Recopiez mot pour mot le passage du texte sur Michèle Béguin, en commençant par « La carte perd » et en continuant jusqu'à « à l’art cartographique. ».

TEXTE À LIRE:

——

La carte perd une légende
Catégorie: Cartographie, Formation, Institutions, Portraits
Avec la disparition de Michèle Béguin, décédée le 12 mars dernier, c’est tout le monde de la cartographie qui est en deuil. Infatigable formatrice de générations de cartographes puis de géomaticiens, elle a su transmettre sa passion des cartes avec humour et bienveillance.
Difficile de faire le compte des cartographes et géomaticiens qui sont passés entre les mains de Michèle Béguin. Entre ses premiers cours à la Sorbonne, la fondation et la direction du DESS de cartographie thématique puis du master Carthagéo, ce sont sans doute plus de cinq cents personnes qu’elle a initiées à l’art cartographique.
Cartes en main
Du lointain Vietnam où elle est née, elle a sans doute gardé cet amour des voyages, qu’elle n’aurait ratés sous aucun prétexte. Tous les départs étaient bons à prendre, surtout quand il s’agissait d’accompagner ses étudiants. Ils l’ont menée du Brésil à la Jordanie, du Québec à la Tunisie en passant chaque année par Saint-Dié-des-Vosges. De sa terre bretonne, elle a hérité le goût des bonnes choses, un art de vivre simple où l’amitié et la convivialité figuraient tout en haut de la liste. Chacun connaissait sa bonne humeur, sa capacité à se moquer d’elle-même et à rire de tout.
Michèle Béguin a également été une cartographe d’importance. C’est Aimé Perpillou qui a inspiré sa thèse sur la cartographie des sols. Ardente défenseuse d’une cartographie claire, lisible par tous, sans mensonges ni chichis, elle est intervenue dans la rédaction de nombreux atlas. À l’heure de l’informatique et du numérique, elle s’est battue pour que les SIG n’oublient pas les règles de la sémiologie, et que les cercles proportionnels le soient vraiment. Car pour Michèle Béguin, les cartes étaient puissantes, et leurs auteurs devaient en avoir conscience.

——

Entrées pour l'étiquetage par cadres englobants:

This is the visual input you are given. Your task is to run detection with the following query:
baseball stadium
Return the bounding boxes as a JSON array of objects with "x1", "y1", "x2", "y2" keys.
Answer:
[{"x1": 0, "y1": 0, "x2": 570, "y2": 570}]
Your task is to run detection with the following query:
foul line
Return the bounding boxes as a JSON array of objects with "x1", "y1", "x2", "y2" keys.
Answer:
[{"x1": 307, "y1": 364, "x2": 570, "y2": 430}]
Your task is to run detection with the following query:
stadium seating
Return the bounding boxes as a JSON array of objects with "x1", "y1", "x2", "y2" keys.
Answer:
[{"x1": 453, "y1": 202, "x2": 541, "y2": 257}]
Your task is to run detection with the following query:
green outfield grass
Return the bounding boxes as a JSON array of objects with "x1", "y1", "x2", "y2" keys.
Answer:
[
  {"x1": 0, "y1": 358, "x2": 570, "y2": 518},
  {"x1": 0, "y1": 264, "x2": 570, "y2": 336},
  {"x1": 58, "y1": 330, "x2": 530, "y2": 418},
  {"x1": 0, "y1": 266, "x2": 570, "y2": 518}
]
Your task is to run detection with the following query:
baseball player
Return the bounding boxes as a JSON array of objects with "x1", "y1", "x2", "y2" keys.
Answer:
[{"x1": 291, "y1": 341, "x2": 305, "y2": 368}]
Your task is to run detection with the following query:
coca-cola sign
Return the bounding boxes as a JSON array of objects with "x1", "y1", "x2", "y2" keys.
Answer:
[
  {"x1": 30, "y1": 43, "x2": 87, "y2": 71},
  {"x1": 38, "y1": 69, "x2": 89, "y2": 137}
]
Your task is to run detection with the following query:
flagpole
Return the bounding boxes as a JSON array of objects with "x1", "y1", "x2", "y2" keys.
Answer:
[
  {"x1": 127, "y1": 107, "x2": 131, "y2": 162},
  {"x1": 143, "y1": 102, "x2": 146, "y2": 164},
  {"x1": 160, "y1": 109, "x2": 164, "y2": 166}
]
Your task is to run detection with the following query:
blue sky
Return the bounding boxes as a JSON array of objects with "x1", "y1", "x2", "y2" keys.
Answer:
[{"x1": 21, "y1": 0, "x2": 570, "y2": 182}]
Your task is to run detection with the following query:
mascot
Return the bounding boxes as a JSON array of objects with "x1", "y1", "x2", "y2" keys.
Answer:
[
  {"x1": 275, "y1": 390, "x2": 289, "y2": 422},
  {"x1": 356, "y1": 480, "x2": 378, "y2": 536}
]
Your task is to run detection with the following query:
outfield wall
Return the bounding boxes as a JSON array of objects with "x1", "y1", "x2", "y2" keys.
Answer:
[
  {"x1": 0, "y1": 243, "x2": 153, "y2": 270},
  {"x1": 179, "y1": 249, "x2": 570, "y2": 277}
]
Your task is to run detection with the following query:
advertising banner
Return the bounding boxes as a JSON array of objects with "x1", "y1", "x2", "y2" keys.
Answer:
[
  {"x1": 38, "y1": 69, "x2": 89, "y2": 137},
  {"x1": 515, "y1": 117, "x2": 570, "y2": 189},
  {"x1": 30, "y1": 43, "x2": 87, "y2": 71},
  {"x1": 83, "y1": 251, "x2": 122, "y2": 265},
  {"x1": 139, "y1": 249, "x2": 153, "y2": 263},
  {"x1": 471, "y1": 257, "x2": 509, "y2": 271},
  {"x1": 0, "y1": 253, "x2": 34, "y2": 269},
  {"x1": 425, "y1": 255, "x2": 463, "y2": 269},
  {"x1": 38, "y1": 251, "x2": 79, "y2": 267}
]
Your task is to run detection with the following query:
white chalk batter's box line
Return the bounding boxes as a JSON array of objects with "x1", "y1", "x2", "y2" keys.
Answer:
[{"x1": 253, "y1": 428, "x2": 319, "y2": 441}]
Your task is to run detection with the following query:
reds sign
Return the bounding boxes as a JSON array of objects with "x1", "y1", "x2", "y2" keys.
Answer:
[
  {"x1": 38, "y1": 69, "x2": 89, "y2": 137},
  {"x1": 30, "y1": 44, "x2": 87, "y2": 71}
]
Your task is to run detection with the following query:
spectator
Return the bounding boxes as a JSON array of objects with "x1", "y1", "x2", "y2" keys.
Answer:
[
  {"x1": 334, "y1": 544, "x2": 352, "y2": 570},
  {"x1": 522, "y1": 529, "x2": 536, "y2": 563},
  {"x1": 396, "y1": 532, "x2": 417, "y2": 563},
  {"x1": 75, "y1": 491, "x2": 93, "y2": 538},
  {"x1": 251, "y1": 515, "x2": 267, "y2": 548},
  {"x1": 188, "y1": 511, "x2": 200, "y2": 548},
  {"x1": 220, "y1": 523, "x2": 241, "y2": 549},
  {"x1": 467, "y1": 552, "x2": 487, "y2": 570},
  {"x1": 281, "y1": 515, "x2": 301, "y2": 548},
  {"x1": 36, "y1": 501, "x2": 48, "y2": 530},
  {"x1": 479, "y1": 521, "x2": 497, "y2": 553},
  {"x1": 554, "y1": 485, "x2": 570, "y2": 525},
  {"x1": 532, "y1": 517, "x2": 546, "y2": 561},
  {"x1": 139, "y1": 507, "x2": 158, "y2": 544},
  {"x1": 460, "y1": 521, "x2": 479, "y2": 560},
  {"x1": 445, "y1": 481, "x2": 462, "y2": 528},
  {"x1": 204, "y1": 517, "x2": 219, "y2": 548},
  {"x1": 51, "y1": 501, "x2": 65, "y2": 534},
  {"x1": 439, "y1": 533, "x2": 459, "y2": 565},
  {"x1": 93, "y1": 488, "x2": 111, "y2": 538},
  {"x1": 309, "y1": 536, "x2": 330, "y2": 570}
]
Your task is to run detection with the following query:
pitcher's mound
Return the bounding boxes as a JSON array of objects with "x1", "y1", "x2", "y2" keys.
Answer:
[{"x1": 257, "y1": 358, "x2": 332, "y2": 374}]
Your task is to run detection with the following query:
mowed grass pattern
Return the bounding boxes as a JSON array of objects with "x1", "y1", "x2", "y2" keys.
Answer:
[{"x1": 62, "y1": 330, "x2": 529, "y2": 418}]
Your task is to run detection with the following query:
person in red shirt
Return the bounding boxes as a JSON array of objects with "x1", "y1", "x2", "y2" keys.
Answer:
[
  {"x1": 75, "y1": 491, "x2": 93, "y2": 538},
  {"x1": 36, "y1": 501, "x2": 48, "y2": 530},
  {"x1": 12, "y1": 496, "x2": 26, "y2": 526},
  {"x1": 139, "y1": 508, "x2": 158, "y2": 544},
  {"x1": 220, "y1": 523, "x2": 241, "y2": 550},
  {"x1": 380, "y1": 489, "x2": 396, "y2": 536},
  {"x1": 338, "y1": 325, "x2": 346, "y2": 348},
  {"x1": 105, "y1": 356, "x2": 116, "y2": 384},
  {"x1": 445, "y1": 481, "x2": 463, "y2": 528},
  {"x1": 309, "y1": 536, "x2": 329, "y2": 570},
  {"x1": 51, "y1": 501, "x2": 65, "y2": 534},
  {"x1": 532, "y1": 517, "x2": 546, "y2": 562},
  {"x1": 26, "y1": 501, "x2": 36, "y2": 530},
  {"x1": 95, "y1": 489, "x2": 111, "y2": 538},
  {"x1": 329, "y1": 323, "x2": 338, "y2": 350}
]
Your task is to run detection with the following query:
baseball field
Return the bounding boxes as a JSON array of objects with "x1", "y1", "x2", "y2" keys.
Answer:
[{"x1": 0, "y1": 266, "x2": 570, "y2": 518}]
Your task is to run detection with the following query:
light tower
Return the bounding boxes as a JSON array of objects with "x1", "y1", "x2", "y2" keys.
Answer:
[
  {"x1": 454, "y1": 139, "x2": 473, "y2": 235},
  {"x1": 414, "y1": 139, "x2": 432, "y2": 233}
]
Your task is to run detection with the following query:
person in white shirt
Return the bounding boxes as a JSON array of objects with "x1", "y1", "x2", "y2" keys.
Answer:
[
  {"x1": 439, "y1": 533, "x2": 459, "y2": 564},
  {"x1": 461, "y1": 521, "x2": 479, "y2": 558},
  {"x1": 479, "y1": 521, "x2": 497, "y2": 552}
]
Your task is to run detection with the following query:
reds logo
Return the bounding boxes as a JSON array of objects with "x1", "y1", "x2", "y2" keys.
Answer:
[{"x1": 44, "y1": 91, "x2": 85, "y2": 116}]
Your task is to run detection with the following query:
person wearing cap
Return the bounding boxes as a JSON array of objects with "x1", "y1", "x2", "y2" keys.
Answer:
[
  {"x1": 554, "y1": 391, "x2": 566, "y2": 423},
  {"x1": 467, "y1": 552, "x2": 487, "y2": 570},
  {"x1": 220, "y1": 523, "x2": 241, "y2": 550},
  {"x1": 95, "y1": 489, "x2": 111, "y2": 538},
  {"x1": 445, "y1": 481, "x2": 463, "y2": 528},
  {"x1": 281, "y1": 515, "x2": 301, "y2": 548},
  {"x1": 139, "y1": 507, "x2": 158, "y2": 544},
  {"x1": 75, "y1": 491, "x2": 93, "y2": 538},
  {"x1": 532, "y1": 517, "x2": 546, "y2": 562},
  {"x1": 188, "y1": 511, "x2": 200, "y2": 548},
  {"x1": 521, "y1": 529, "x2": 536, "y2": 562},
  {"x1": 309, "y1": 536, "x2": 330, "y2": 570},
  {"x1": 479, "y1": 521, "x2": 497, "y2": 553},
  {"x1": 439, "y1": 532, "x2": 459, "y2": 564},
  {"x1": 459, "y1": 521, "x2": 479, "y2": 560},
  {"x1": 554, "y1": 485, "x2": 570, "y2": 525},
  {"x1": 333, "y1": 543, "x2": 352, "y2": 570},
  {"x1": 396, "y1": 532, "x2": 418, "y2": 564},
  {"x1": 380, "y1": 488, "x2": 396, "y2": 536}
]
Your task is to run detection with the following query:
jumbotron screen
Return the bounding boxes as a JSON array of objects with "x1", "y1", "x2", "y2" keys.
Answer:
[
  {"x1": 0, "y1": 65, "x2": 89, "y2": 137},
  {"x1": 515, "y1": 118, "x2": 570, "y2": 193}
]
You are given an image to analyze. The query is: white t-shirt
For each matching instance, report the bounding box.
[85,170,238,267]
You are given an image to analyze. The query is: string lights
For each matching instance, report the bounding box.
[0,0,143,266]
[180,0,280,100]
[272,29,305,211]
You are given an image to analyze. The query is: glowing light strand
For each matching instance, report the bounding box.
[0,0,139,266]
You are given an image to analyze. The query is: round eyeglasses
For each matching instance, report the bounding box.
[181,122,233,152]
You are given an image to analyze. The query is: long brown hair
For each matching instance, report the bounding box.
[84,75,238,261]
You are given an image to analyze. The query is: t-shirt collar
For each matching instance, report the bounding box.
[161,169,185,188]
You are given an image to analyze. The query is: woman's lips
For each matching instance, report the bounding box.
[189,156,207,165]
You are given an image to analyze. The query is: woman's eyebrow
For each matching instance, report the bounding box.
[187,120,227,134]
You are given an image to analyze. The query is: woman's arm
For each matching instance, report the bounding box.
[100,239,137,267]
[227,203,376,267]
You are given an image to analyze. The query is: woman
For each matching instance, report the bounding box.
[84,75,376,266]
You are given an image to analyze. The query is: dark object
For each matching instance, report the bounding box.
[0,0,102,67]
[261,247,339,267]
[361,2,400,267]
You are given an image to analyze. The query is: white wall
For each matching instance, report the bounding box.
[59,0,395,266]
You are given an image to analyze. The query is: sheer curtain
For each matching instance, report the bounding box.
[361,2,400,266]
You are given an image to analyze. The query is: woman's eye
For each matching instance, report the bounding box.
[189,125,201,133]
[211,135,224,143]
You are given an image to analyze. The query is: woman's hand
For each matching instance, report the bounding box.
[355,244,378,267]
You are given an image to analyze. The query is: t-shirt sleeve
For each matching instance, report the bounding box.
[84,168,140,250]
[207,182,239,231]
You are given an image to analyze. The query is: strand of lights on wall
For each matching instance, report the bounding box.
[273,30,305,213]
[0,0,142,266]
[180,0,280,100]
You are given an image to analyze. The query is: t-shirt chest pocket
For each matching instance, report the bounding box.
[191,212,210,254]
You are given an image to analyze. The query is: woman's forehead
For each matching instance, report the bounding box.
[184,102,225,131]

——

RÉPONSE ATTENDUE:
La carte perd une légende
Catégorie: Cartographie, Formation, Institutions, Portraits
Avec la disparition de Michèle Béguin, décédée le 12 mars dernier, c’est tout le monde de la cartographie qui est en deuil. Infatigable formatrice de générations de cartographes puis de géomaticiens, elle a su transmettre sa passion des cartes avec humour et bienveillance.
Difficile de faire le compte des cartographes et géomaticiens qui sont passés entre les mains de Michèle Béguin. Entre ses premiers cours à la Sorbonne, la fondation et la direction du DESS de cartographie thématique puis du master Carthagéo, ce sont sans doute plus de cinq cents personnes qu’elle a initiées à l’art cartographique.